---------- DOCUMENT
ArithmeticCompressor

Near-Optimal Lossless Data Compression Using Arithmetic Coding in C++

Overview

This project implements a complete lossless data compression system based on arithmetic coding, designed to achieve compression performance close to the theoretical entropy limit. The implementation is written entirely in C++ and focuses on correctness, numerical stability, modular design, and practical system concerns such as streaming and memory usage.

The compressor supports static and adaptive probability models, uses integer-only interval arithmetic with proper renormalization (E1/E2/E3), and provides a streaming mode that allows large files to be compressed and decompressed without loading them fully into memory.
--------------------
STATED GOAL 1: Decide whether each statement below agrees with the ArithmeticCompressor overview, answering yes or no and quoting the words of the overview that settle it. (a) The compressor is written partly in C and partly in C++. (b) The interval arithmetic relies on floating-point values. (c) Streaming mode lets large files be compressed without loading them fully into memory.
STATED GOAL 2: List every concern that the ArithmeticCompressor overview says the implementation focuses on.
STATED GOAL 3: Repeat the ArithmeticCompressor overview word for word, between "The compressor supports" and "fully into memory.", inclusive.
---------- DATA ENTRIES
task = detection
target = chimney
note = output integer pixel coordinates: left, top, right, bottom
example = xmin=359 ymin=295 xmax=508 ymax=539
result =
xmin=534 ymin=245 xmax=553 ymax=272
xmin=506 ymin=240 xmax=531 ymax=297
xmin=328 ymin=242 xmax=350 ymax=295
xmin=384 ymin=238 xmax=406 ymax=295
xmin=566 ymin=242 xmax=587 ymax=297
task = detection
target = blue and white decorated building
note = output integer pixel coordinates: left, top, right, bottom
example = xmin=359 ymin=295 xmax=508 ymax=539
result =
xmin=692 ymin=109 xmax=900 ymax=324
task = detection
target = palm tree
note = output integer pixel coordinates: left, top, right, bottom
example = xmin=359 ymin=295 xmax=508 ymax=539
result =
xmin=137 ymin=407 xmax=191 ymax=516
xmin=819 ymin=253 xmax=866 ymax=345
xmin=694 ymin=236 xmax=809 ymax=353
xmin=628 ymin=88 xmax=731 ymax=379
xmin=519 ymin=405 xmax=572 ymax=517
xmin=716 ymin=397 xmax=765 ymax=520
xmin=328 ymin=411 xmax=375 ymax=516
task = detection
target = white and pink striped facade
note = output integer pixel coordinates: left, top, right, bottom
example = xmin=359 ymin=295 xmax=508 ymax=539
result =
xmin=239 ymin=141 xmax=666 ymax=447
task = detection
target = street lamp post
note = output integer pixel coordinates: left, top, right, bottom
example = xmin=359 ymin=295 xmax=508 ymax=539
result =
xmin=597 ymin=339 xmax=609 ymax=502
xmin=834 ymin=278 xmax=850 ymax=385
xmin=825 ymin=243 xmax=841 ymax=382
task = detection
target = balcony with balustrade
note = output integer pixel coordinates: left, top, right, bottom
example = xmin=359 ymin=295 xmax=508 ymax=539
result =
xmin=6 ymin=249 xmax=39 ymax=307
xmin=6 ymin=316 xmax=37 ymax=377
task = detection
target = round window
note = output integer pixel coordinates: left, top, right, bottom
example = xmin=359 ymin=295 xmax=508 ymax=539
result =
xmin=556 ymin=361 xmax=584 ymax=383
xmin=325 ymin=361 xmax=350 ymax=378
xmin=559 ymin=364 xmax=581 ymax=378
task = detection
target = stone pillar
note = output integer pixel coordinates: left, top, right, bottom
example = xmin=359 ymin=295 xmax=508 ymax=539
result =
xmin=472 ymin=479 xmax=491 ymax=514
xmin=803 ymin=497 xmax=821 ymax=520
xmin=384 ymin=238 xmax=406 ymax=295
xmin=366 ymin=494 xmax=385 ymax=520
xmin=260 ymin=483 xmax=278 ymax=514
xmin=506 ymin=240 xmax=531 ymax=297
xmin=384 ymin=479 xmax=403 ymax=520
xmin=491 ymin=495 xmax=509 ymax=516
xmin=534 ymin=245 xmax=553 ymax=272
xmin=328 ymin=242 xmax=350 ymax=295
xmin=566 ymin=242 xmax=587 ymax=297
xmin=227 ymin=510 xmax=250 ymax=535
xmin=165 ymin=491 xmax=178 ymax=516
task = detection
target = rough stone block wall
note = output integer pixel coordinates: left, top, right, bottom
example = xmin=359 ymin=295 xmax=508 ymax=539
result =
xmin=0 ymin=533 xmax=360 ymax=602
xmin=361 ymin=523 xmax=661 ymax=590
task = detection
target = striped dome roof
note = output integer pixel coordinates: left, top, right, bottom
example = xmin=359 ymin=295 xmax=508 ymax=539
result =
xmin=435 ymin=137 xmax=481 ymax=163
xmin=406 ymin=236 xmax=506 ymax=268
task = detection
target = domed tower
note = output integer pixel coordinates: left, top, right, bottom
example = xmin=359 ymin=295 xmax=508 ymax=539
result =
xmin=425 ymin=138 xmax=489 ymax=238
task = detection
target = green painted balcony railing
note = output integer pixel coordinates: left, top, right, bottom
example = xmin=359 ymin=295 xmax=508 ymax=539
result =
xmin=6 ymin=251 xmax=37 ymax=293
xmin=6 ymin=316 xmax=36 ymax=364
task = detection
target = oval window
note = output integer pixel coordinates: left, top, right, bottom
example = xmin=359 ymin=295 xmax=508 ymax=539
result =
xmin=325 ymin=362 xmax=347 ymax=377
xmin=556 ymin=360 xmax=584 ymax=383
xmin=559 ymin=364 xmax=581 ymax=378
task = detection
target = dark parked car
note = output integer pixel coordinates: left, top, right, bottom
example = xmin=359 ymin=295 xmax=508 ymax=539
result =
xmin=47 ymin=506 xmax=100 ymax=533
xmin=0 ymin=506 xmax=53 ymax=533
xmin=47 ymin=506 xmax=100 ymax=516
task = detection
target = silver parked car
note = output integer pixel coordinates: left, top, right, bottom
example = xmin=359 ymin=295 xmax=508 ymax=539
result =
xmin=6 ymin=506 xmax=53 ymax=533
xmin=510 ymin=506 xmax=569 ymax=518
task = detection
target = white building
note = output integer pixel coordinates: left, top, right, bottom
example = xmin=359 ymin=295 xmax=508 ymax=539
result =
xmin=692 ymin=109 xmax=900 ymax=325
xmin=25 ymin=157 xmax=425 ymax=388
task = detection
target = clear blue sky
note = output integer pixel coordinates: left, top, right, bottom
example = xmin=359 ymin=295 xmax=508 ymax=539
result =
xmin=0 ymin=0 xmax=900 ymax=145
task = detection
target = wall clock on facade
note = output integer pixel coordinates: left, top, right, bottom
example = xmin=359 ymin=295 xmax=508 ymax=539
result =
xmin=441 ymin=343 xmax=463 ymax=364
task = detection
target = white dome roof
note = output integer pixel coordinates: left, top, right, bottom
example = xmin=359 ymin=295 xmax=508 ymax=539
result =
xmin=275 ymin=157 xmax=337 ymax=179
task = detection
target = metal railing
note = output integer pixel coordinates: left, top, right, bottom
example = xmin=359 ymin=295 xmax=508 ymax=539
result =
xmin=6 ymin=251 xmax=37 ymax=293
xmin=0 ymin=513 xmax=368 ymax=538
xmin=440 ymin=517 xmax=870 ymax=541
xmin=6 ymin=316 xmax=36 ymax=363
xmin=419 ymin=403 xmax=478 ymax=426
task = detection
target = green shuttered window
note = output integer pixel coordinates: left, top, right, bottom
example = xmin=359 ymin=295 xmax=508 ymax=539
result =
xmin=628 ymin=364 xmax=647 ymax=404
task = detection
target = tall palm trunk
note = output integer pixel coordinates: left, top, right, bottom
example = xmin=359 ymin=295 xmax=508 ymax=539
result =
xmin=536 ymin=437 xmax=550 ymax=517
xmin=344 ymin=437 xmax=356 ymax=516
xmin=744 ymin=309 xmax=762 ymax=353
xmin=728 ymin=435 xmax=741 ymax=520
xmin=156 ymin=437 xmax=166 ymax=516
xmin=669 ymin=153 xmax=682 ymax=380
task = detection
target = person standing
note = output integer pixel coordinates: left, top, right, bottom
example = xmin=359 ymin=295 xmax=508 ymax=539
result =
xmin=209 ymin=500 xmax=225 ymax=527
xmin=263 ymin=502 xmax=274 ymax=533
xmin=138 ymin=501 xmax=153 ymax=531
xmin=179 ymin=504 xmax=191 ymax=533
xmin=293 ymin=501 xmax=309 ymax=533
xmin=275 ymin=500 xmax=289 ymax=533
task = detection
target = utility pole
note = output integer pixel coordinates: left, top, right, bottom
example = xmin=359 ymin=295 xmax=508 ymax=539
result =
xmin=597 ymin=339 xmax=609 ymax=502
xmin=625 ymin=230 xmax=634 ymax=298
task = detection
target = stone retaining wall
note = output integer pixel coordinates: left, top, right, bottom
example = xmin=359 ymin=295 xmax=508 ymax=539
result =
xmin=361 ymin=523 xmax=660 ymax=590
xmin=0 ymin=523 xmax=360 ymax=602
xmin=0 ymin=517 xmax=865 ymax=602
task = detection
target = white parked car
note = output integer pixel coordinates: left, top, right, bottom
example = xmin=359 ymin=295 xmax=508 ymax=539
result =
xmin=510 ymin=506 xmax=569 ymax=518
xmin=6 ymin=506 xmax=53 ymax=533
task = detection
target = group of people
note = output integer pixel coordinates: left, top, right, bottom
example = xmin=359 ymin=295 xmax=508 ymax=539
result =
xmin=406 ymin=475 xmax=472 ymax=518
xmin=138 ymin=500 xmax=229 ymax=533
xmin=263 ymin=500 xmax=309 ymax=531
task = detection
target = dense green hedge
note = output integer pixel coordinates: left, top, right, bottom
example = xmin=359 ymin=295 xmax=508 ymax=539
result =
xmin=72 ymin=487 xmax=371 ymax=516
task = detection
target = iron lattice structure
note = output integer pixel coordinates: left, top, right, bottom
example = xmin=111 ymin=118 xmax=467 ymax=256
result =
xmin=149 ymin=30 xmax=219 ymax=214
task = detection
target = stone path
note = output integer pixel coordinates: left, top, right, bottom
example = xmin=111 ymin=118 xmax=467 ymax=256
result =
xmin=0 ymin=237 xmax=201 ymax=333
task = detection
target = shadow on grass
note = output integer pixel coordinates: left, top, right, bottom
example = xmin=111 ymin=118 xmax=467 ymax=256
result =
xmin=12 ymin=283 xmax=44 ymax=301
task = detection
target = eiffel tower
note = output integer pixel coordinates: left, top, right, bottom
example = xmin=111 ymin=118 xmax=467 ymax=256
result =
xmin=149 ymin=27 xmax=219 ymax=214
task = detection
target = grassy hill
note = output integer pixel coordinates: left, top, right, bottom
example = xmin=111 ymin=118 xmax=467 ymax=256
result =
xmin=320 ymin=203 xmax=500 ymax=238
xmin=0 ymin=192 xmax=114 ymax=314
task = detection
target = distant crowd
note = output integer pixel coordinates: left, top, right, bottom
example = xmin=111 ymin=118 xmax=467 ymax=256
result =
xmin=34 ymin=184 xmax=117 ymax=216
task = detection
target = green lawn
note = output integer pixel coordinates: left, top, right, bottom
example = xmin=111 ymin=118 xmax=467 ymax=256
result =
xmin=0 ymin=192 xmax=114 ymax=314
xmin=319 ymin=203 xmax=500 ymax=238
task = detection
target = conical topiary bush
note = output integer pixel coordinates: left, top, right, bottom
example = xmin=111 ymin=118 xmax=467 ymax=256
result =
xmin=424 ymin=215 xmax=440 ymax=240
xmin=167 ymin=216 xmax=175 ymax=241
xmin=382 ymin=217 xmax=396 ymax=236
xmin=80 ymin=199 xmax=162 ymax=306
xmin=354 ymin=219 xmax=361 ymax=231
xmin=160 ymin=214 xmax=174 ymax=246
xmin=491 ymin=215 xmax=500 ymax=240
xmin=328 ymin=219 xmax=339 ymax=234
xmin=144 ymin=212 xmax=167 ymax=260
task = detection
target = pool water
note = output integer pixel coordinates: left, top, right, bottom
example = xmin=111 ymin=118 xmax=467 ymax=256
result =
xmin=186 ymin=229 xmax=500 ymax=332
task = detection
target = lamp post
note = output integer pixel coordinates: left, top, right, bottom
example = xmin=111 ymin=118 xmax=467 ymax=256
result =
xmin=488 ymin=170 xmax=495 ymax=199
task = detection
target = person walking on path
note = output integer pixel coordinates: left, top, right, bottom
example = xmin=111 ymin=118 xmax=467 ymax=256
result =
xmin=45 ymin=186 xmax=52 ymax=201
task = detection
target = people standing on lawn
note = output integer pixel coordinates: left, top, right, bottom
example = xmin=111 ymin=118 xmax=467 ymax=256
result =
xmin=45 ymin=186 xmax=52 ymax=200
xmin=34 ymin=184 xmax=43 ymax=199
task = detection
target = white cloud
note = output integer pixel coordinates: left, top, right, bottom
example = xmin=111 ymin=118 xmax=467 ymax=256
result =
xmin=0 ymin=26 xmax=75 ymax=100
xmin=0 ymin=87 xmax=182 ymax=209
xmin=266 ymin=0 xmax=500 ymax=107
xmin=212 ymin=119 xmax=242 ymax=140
--------------------
CORRECT RESPONSE 1:
(a) No: "The implementation is written entirely in C++"
(b) No: "uses integer-only interval arithmetic"
(c) Yes: "provides a streaming mode that allows large files to be compressed and decompressed without loading them fully into memory"

CORRECT RESPONSE 2:
- correctness
- numerical stability
- modular design
- practical system concerns such as streaming and memory usage

CORRECT RESPONSE 3:
The compressor supports static and adaptive probability models, uses integer-only interval arithmetic with proper renormalization (E1/E2/E3), and provides a streaming mode that allows large files to be compressed and decompressed without loading them fully into memory.